> [Data listing]
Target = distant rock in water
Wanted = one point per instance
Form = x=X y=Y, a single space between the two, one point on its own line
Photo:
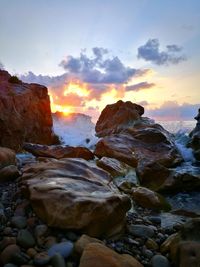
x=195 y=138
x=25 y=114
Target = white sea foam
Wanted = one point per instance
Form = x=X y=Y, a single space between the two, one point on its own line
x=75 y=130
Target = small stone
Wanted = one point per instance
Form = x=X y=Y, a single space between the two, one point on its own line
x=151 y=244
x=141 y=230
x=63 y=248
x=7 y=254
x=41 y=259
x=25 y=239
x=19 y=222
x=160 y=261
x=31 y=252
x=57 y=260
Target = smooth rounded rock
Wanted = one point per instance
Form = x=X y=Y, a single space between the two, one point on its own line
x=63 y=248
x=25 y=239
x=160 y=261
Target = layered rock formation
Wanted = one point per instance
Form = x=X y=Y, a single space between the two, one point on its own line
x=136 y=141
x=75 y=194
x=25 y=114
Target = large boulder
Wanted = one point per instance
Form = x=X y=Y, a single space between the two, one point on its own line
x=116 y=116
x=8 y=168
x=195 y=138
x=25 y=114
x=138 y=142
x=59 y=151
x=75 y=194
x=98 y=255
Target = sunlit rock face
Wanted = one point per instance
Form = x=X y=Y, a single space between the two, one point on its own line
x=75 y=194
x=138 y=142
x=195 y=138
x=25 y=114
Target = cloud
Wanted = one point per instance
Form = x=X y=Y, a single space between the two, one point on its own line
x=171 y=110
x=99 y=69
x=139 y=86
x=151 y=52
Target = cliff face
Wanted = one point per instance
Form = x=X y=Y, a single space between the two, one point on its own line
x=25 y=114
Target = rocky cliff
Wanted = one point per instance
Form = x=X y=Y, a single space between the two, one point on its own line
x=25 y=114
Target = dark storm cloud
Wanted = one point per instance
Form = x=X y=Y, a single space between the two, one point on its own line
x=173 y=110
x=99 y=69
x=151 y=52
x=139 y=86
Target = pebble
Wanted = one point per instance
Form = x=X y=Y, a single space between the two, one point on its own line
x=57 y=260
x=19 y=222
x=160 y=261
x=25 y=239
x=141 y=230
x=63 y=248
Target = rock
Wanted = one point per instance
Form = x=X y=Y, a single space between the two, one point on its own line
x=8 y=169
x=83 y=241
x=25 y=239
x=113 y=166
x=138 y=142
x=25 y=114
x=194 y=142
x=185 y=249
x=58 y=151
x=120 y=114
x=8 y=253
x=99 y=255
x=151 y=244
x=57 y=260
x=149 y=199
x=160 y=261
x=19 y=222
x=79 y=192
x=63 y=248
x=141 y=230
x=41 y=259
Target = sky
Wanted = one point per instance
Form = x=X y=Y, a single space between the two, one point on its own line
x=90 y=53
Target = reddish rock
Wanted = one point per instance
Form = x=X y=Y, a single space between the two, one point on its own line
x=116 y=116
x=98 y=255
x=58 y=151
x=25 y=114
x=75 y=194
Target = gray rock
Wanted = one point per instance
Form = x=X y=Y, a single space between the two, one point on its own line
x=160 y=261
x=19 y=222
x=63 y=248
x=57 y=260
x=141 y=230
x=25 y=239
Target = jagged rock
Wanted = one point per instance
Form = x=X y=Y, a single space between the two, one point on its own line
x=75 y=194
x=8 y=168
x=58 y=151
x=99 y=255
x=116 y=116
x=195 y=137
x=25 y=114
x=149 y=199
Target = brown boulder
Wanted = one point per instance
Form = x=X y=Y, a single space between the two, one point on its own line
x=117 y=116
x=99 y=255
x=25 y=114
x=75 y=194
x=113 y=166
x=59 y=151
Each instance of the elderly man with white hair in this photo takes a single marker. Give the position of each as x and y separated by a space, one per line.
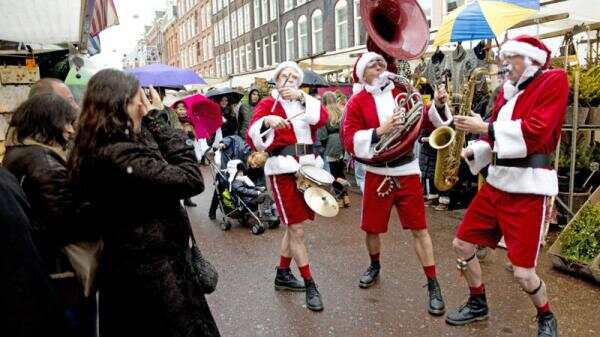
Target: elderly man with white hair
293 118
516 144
==
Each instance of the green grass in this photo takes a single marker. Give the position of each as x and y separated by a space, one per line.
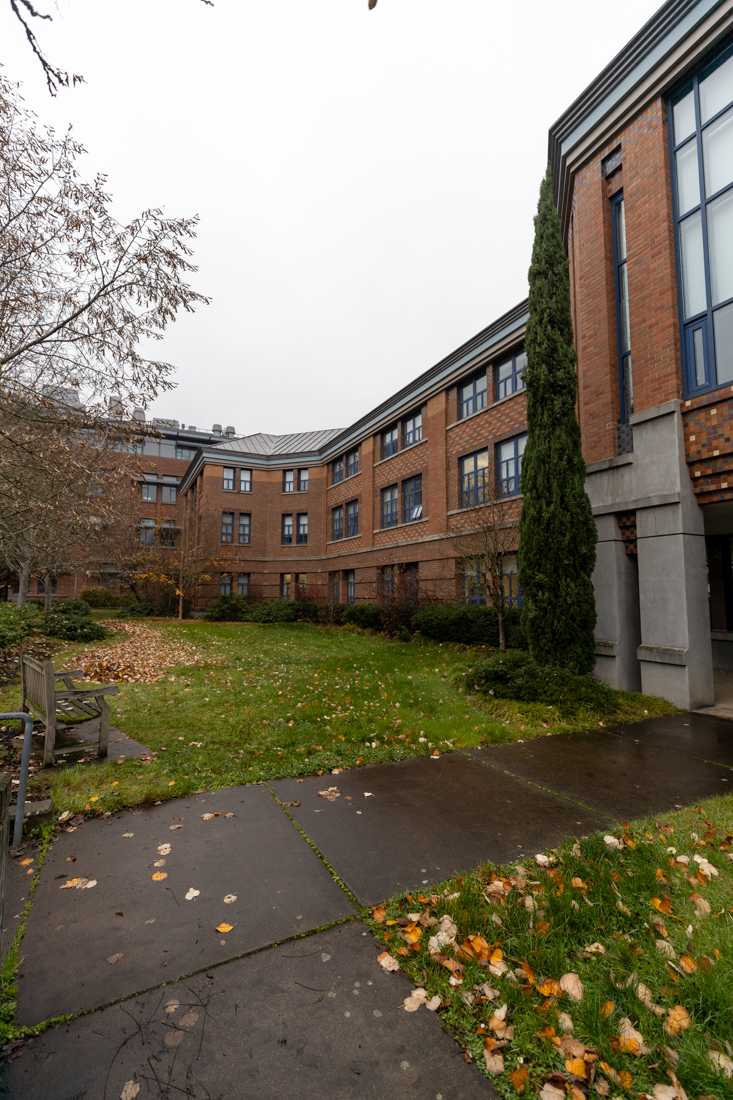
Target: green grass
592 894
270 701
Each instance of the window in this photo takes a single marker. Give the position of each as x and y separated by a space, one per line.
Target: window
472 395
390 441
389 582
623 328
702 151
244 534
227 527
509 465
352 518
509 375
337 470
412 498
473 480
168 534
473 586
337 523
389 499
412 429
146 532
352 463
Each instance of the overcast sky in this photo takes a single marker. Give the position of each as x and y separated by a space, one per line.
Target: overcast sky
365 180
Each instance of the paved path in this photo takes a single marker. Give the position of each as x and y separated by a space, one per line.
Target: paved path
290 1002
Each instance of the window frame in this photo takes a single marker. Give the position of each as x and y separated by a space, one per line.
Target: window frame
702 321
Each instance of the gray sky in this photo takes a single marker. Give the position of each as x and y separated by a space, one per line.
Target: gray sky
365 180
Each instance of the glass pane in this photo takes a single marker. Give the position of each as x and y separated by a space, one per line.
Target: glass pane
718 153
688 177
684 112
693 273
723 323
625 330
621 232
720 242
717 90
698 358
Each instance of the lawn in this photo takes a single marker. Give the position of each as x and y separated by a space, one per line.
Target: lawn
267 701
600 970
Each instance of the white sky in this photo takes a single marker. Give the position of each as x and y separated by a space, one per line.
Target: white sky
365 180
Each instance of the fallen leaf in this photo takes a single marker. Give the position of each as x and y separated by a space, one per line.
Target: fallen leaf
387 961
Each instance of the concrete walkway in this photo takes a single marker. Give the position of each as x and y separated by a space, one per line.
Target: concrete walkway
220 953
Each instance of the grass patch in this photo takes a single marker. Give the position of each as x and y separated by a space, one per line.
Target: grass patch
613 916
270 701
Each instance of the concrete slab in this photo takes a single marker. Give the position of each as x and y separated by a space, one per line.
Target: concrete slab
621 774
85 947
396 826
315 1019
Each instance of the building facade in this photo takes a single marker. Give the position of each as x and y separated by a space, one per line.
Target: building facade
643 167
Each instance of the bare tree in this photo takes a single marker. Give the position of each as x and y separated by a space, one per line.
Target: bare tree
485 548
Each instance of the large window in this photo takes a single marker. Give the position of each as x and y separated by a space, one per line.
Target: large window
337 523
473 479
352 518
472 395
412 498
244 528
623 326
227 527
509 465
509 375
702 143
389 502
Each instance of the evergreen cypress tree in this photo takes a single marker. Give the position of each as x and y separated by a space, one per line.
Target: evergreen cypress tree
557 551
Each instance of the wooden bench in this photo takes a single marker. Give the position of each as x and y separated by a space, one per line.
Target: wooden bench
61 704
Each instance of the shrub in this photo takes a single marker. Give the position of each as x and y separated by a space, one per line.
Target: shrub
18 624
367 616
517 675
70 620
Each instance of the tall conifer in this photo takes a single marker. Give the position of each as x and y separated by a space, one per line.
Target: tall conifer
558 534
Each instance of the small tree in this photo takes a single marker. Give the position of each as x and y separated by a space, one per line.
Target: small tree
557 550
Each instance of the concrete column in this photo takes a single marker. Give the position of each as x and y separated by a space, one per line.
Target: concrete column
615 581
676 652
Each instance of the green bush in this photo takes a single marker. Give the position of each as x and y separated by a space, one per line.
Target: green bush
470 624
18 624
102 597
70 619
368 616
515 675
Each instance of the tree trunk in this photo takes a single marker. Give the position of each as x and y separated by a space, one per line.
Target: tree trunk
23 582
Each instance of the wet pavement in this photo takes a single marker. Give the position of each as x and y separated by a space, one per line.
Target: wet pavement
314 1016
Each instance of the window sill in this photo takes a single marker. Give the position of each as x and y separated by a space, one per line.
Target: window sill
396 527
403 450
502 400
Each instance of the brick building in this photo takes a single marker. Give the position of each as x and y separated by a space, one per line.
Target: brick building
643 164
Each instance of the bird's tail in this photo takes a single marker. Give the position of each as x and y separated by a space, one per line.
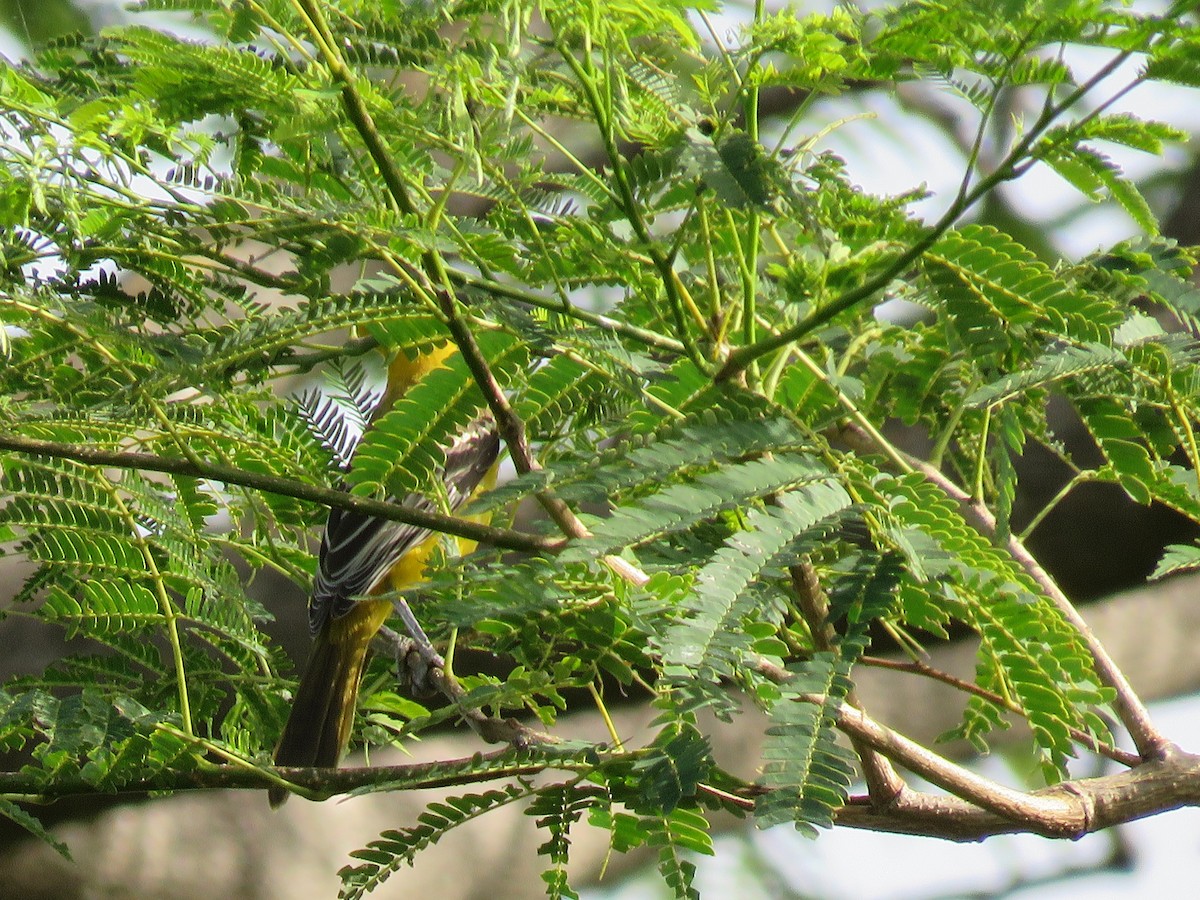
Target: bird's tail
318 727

> [INSTRUCTION] Report how many lines of the listing above contain the string "sill". Case counts. Give only the number.

> [REPLY] 2